→ 文本片段
▼

核心功能:向集群其它成员同步当前节点的数据(ClientSyncData对象,包含clientId、clietnAttributes、namespaces、groupNames、serviceNames、instancePublishInfos),通过远程调用集群其它节点接口实现(发送DistroDataRequest)
源码入口:DistroClientDataProcessor#onEvent
处理三个事件:ClientVerifyFailedEvent()ClientDisconnectEventClientChangedEvent

时序图

为了减少链路,忽略返回流程

事件处理类:DistroClientDataProcessor

源码入口:DistroClientDataProcessor#onEvent

public class DistroClientDataProcessor extends SmartSubscriber implements DistroDataStorage, DistroDataProcessor {

    public static final String TYPE = "Nacos:Naming:v2:ClientData";
    
    public void onEvent(Event event) {
        // 只有集群模式才有效
        if (EnvUtil.getStandaloneMode()) {
            return;
        }
    
    	// 必须是grpc
    	if (!upgradeJudgement.isUseGrpcFeatures()) {
            return;
        }
    
     	Client client = event.getClient();
        // 必须是临时实例,同时当前服务是负责此客户端的
        if (null == client || !client.isEphemeral() || !clientManager.isResponsibleClient(client)) {
            return;
        }
    	// 处理事件
    	if (event instanceof ClientEvent.ClientVerifyFailedEvent) {
            // 相关代码:DistroVerifyExecuteTask和DistroVerifyCallbackWrapper类
            //[] syncToVerifyFailedServer((ClientEvent.ClientVerifyFailedEvent) event);
            DistroKey distroKey = new DistroKey(client.getClientId(), TYPE);
            // 同步验证失败的数据
            //[] distroProtocol.syncToTarget(distroKey, DataOperation.ADD, event.getTargetServer(), 0L);
            DistroKey distroKeyWithTarget = new DistroKey(distroKey.getResourceKey(), distroKey.getResourceType(), targetServer);
            // 添加了DistroDelayTask延时任务,由 DistroDelayTaskExecuteEngine 调度执行,最终是调用 DistroDelayTaskProcessor#process(见下面的代码)

▲

→ 给定数据
▼

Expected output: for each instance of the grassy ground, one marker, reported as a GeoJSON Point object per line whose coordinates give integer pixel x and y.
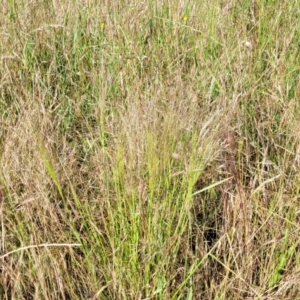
{"type": "Point", "coordinates": [150, 150]}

▲

→ 任务目标
请根据文本片段回答以下问题,每题单独一行作答。
(a) 常量 TYPE 被赋予的字符串值是什么?
(b) 源码入口处理的三个事件分别是什么?
(c) 时序图为了减少链路,忽略了哪个流程?
这些数据与本题无关。

→ 完整输出
(a) "Nacos:Naming:v2:ClientData"
(b) ClientVerifyFailedEvent、ClientDisconnectEvent 和 ClientChangedEvent
(c) 返回流程